Assignment:
Keeping every word intact, reproduce all of the records.

Natural-language object grounding data:
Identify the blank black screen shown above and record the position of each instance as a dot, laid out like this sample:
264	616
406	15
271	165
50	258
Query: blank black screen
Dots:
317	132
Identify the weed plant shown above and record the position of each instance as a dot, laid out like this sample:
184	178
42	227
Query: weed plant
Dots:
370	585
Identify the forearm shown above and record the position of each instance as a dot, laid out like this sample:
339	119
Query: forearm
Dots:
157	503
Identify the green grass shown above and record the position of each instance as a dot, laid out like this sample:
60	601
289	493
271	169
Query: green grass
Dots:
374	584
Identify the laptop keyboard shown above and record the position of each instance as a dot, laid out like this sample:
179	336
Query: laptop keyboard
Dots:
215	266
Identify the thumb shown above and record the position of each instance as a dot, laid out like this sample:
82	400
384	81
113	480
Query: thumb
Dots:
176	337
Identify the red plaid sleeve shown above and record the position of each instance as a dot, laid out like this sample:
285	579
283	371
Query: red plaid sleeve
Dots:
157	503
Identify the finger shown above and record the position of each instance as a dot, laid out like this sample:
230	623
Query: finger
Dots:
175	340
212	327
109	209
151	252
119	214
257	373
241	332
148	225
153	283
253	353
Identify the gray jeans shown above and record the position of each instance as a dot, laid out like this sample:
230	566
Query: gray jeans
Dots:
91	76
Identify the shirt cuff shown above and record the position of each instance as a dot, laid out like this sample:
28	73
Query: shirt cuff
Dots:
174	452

Task response:
Identify the blank black screen shown above and record the position of each instance as a dot, laid out like this sample:
264	616
406	15
271	165
50	258
Query: blank black screen
Dots:
317	132
Identify the weed plant shown above and record the position of each instance as a dot, laid out like this sample:
184	178
42	227
Query: weed plant
Dots:
370	585
Identify the forearm shown above and record the position of each instance as a dot, laid out like this sample:
339	119
Query: forearm
Dots:
157	503
Identify the green grass shown above and record the position of each instance as a dot, laid out like this sample:
60	601
289	493
271	169
Query: green grass
Dots:
374	584
Identify the laptop keyboard shown above and record the position of each instance as a dot, laid out like this sample:
179	336
Query: laptop keyboard
Dots:
215	266
Identify the thumb shown above and record the position of each instance as a dot, laid out like this sample:
82	400
384	81
113	480
Query: thumb
Dots:
176	337
Identify the red plaid sleeve shown above and record the position of each instance as a dot, laid out like this sample:
285	579
283	371
Query: red plaid sleeve
Dots:
157	503
Identify the finger shown above and record the position of each instance as a dot, laid out like this sample:
230	623
Query: finger
Dots:
175	340
212	327
109	209
151	252
119	214
257	373
241	332
148	225
153	283
253	353
Identify the gray jeans shown above and record the position of each instance as a dot, laid out like this sample:
230	566
Query: gray jeans
Dots:
91	76
Identify the shirt cuff shown above and record the position of each instance as a dot, laid out like this sample:
28	73
Query: shirt cuff
Dots:
174	452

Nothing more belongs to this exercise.